=== Exercise goal ===
Pick out and copy every line in the items that contains the string "below". Matching is case-sensitive.

Bounding box annotation entries
—————

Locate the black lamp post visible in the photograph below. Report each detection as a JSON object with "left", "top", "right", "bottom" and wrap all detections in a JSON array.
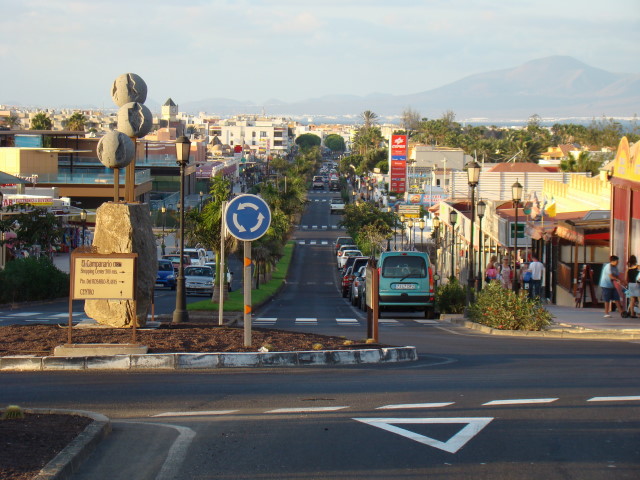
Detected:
[
  {"left": 387, "top": 207, "right": 395, "bottom": 252},
  {"left": 476, "top": 200, "right": 487, "bottom": 292},
  {"left": 160, "top": 205, "right": 167, "bottom": 255},
  {"left": 173, "top": 136, "right": 191, "bottom": 323},
  {"left": 465, "top": 160, "right": 480, "bottom": 307},
  {"left": 449, "top": 210, "right": 458, "bottom": 277},
  {"left": 80, "top": 209, "right": 87, "bottom": 247},
  {"left": 431, "top": 217, "right": 440, "bottom": 284},
  {"left": 511, "top": 179, "right": 522, "bottom": 293}
]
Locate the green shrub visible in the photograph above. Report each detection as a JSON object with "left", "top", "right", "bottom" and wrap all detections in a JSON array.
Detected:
[
  {"left": 469, "top": 282, "right": 552, "bottom": 331},
  {"left": 436, "top": 277, "right": 466, "bottom": 313},
  {"left": 0, "top": 257, "right": 69, "bottom": 303}
]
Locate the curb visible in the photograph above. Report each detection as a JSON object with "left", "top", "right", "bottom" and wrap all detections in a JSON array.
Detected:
[
  {"left": 443, "top": 316, "right": 640, "bottom": 340},
  {"left": 0, "top": 346, "right": 418, "bottom": 372},
  {"left": 25, "top": 408, "right": 111, "bottom": 480}
]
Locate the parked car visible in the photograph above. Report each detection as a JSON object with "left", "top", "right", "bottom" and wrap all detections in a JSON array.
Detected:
[
  {"left": 333, "top": 237, "right": 354, "bottom": 255},
  {"left": 184, "top": 266, "right": 214, "bottom": 296},
  {"left": 340, "top": 267, "right": 353, "bottom": 298},
  {"left": 156, "top": 259, "right": 176, "bottom": 290},
  {"left": 378, "top": 252, "right": 435, "bottom": 318},
  {"left": 338, "top": 250, "right": 362, "bottom": 270},
  {"left": 162, "top": 253, "right": 191, "bottom": 272},
  {"left": 336, "top": 245, "right": 358, "bottom": 268},
  {"left": 205, "top": 262, "right": 233, "bottom": 291}
]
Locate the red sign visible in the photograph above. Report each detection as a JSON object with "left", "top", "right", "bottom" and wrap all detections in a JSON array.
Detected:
[{"left": 391, "top": 135, "right": 407, "bottom": 160}]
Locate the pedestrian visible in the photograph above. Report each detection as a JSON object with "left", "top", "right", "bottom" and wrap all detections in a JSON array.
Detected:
[
  {"left": 599, "top": 255, "right": 622, "bottom": 318},
  {"left": 627, "top": 255, "right": 640, "bottom": 318},
  {"left": 500, "top": 257, "right": 513, "bottom": 290},
  {"left": 484, "top": 255, "right": 499, "bottom": 283},
  {"left": 529, "top": 255, "right": 544, "bottom": 298}
]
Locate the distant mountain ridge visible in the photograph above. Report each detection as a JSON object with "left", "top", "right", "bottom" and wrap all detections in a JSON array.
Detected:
[{"left": 179, "top": 56, "right": 640, "bottom": 120}]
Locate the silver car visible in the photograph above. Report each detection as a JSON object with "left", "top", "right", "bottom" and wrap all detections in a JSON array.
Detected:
[{"left": 184, "top": 266, "right": 214, "bottom": 296}]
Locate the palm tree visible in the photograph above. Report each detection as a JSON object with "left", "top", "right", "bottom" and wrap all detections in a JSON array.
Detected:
[
  {"left": 66, "top": 112, "right": 87, "bottom": 132},
  {"left": 360, "top": 110, "right": 378, "bottom": 129}
]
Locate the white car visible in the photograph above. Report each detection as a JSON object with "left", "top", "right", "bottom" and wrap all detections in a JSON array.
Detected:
[
  {"left": 184, "top": 265, "right": 214, "bottom": 296},
  {"left": 338, "top": 250, "right": 362, "bottom": 270}
]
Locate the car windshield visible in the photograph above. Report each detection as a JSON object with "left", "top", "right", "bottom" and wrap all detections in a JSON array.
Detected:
[
  {"left": 382, "top": 255, "right": 427, "bottom": 278},
  {"left": 184, "top": 267, "right": 213, "bottom": 277}
]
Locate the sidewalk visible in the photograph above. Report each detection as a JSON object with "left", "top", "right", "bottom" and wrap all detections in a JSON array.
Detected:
[{"left": 546, "top": 305, "right": 640, "bottom": 333}]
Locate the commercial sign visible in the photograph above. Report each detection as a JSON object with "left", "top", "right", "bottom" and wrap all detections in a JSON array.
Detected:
[
  {"left": 71, "top": 253, "right": 138, "bottom": 300},
  {"left": 391, "top": 135, "right": 407, "bottom": 161}
]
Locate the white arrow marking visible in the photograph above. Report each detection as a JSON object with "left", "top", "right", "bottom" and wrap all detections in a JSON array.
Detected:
[
  {"left": 249, "top": 213, "right": 264, "bottom": 233},
  {"left": 233, "top": 213, "right": 247, "bottom": 232},
  {"left": 353, "top": 417, "right": 493, "bottom": 453},
  {"left": 238, "top": 203, "right": 260, "bottom": 210}
]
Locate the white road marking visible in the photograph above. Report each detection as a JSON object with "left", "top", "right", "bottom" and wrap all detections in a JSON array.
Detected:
[
  {"left": 118, "top": 420, "right": 196, "bottom": 480},
  {"left": 336, "top": 318, "right": 359, "bottom": 325},
  {"left": 482, "top": 398, "right": 558, "bottom": 407},
  {"left": 587, "top": 396, "right": 640, "bottom": 402},
  {"left": 354, "top": 417, "right": 493, "bottom": 453},
  {"left": 296, "top": 318, "right": 318, "bottom": 324},
  {"left": 376, "top": 402, "right": 455, "bottom": 410},
  {"left": 151, "top": 410, "right": 239, "bottom": 417},
  {"left": 265, "top": 406, "right": 349, "bottom": 413}
]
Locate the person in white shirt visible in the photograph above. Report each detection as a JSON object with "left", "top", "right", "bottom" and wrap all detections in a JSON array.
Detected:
[{"left": 529, "top": 255, "right": 544, "bottom": 298}]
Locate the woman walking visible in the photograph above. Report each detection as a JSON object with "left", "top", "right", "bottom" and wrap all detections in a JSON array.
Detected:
[{"left": 627, "top": 255, "right": 640, "bottom": 318}]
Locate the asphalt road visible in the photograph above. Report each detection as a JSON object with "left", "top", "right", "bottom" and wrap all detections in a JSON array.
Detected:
[{"left": 0, "top": 188, "right": 640, "bottom": 480}]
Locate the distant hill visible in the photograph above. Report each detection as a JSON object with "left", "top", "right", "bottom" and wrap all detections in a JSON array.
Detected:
[{"left": 180, "top": 56, "right": 640, "bottom": 121}]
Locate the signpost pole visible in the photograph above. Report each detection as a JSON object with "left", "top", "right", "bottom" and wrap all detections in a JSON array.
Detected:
[
  {"left": 218, "top": 201, "right": 227, "bottom": 325},
  {"left": 244, "top": 241, "right": 251, "bottom": 347}
]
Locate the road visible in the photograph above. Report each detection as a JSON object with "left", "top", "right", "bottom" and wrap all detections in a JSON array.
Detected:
[{"left": 0, "top": 192, "right": 640, "bottom": 480}]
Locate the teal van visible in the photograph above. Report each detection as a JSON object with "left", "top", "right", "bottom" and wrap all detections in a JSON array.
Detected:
[{"left": 378, "top": 252, "right": 435, "bottom": 318}]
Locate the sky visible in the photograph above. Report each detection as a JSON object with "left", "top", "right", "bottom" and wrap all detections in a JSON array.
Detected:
[{"left": 0, "top": 0, "right": 640, "bottom": 108}]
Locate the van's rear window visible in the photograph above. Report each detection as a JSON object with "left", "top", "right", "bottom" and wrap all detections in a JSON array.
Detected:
[{"left": 382, "top": 255, "right": 427, "bottom": 278}]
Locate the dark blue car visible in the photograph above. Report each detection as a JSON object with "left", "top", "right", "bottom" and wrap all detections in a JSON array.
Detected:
[{"left": 156, "top": 260, "right": 176, "bottom": 290}]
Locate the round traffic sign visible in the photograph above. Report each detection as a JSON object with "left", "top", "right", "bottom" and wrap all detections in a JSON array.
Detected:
[{"left": 224, "top": 195, "right": 271, "bottom": 242}]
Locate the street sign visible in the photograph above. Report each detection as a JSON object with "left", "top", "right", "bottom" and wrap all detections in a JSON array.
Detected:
[{"left": 224, "top": 195, "right": 271, "bottom": 242}]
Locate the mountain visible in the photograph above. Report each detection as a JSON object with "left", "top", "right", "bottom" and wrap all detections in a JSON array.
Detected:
[{"left": 180, "top": 56, "right": 640, "bottom": 121}]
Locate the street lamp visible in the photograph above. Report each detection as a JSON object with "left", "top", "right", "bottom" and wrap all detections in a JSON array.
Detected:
[
  {"left": 80, "top": 209, "right": 87, "bottom": 247},
  {"left": 387, "top": 207, "right": 396, "bottom": 252},
  {"left": 407, "top": 218, "right": 415, "bottom": 250},
  {"left": 173, "top": 135, "right": 191, "bottom": 323},
  {"left": 449, "top": 210, "right": 458, "bottom": 278},
  {"left": 476, "top": 200, "right": 487, "bottom": 292},
  {"left": 511, "top": 179, "right": 522, "bottom": 293},
  {"left": 431, "top": 216, "right": 440, "bottom": 284},
  {"left": 465, "top": 160, "right": 480, "bottom": 308},
  {"left": 160, "top": 205, "right": 167, "bottom": 255}
]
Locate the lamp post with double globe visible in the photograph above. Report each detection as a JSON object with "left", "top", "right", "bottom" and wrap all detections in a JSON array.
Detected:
[
  {"left": 173, "top": 136, "right": 191, "bottom": 323},
  {"left": 511, "top": 179, "right": 522, "bottom": 293},
  {"left": 476, "top": 200, "right": 487, "bottom": 292},
  {"left": 464, "top": 160, "right": 480, "bottom": 308},
  {"left": 449, "top": 210, "right": 458, "bottom": 278}
]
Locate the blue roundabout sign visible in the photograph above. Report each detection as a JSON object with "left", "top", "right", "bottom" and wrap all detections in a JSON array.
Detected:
[{"left": 224, "top": 195, "right": 271, "bottom": 242}]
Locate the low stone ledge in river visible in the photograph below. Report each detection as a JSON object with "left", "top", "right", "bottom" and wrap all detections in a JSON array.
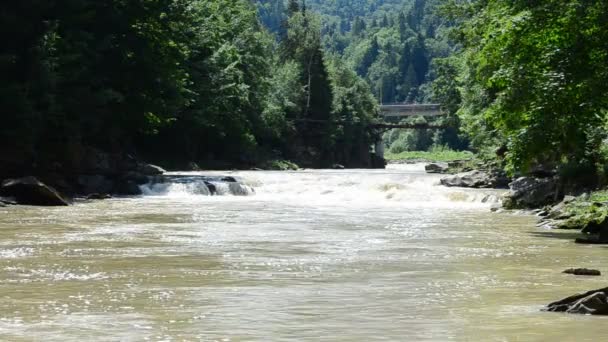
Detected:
[
  {"left": 440, "top": 170, "right": 508, "bottom": 189},
  {"left": 562, "top": 268, "right": 602, "bottom": 276},
  {"left": 0, "top": 176, "right": 69, "bottom": 206},
  {"left": 543, "top": 287, "right": 608, "bottom": 315},
  {"left": 503, "top": 177, "right": 558, "bottom": 209},
  {"left": 424, "top": 163, "right": 449, "bottom": 173}
]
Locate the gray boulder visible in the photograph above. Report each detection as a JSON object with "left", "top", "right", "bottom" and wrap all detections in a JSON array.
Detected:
[
  {"left": 86, "top": 194, "right": 112, "bottom": 200},
  {"left": 544, "top": 288, "right": 608, "bottom": 315},
  {"left": 424, "top": 163, "right": 449, "bottom": 173},
  {"left": 503, "top": 177, "right": 558, "bottom": 209},
  {"left": 562, "top": 268, "right": 602, "bottom": 276},
  {"left": 441, "top": 170, "right": 495, "bottom": 188},
  {"left": 137, "top": 163, "right": 167, "bottom": 176},
  {"left": 78, "top": 175, "right": 114, "bottom": 194},
  {"left": 0, "top": 177, "right": 69, "bottom": 206},
  {"left": 114, "top": 180, "right": 142, "bottom": 196}
]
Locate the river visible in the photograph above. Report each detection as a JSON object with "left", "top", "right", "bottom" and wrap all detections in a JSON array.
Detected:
[{"left": 0, "top": 165, "right": 608, "bottom": 341}]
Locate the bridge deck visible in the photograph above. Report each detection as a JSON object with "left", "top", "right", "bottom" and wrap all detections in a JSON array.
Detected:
[{"left": 380, "top": 103, "right": 444, "bottom": 117}]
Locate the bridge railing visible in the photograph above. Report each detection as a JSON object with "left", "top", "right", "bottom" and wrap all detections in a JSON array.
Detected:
[{"left": 380, "top": 103, "right": 443, "bottom": 116}]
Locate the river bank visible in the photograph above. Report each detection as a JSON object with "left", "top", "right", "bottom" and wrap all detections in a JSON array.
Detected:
[{"left": 0, "top": 165, "right": 608, "bottom": 341}]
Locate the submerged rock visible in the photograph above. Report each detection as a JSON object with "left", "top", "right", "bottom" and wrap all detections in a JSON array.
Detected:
[
  {"left": 544, "top": 287, "right": 608, "bottom": 315},
  {"left": 441, "top": 170, "right": 495, "bottom": 188},
  {"left": 137, "top": 163, "right": 167, "bottom": 176},
  {"left": 503, "top": 177, "right": 558, "bottom": 209},
  {"left": 78, "top": 175, "right": 114, "bottom": 194},
  {"left": 562, "top": 268, "right": 602, "bottom": 276},
  {"left": 0, "top": 177, "right": 69, "bottom": 206},
  {"left": 424, "top": 163, "right": 449, "bottom": 173},
  {"left": 87, "top": 194, "right": 112, "bottom": 200}
]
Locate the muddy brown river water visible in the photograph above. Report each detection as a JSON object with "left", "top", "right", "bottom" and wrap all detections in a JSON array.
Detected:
[{"left": 0, "top": 165, "right": 608, "bottom": 341}]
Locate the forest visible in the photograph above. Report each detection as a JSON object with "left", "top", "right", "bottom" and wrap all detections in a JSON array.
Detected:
[{"left": 0, "top": 0, "right": 608, "bottom": 183}]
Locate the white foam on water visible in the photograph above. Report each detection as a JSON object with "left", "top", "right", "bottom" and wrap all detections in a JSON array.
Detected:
[{"left": 147, "top": 164, "right": 501, "bottom": 207}]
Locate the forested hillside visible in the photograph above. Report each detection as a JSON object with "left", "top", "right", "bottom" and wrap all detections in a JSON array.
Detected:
[
  {"left": 438, "top": 0, "right": 608, "bottom": 185},
  {"left": 0, "top": 0, "right": 376, "bottom": 183},
  {"left": 257, "top": 0, "right": 451, "bottom": 103},
  {"left": 256, "top": 0, "right": 468, "bottom": 153}
]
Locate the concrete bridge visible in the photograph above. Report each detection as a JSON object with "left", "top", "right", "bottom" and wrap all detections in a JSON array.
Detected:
[{"left": 380, "top": 103, "right": 444, "bottom": 118}]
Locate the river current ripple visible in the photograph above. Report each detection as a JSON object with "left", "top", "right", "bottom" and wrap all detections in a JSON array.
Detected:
[{"left": 0, "top": 165, "right": 608, "bottom": 341}]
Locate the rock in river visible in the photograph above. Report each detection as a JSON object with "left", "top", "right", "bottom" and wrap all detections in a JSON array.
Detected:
[
  {"left": 544, "top": 287, "right": 608, "bottom": 315},
  {"left": 562, "top": 268, "right": 602, "bottom": 276},
  {"left": 503, "top": 177, "right": 558, "bottom": 209},
  {"left": 0, "top": 177, "right": 69, "bottom": 206},
  {"left": 137, "top": 163, "right": 166, "bottom": 176},
  {"left": 424, "top": 163, "right": 449, "bottom": 173},
  {"left": 441, "top": 170, "right": 495, "bottom": 188}
]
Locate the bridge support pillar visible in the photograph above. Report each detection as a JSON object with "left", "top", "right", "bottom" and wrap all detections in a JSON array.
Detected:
[{"left": 374, "top": 139, "right": 384, "bottom": 159}]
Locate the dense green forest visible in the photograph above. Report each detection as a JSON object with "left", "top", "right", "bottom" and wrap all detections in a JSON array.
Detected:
[
  {"left": 437, "top": 0, "right": 608, "bottom": 184},
  {"left": 0, "top": 0, "right": 377, "bottom": 182},
  {"left": 257, "top": 0, "right": 468, "bottom": 153},
  {"left": 0, "top": 0, "right": 608, "bottom": 187}
]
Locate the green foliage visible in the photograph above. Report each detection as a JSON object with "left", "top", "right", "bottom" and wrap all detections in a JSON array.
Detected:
[{"left": 444, "top": 0, "right": 608, "bottom": 179}]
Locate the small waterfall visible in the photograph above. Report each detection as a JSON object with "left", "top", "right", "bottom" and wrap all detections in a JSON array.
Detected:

—————

=== Response to this task ===
Locate the black lamp post visible in the photograph below. Report each detection as a JSON object with "left", "top", "right", "bottom" and wrap all detections in a JSON array.
Locate the low stone ledge in river visible in the photograph below. Report each detection as a JSON object with "left", "top", "right", "bottom" and wrap all detections in a JSON array.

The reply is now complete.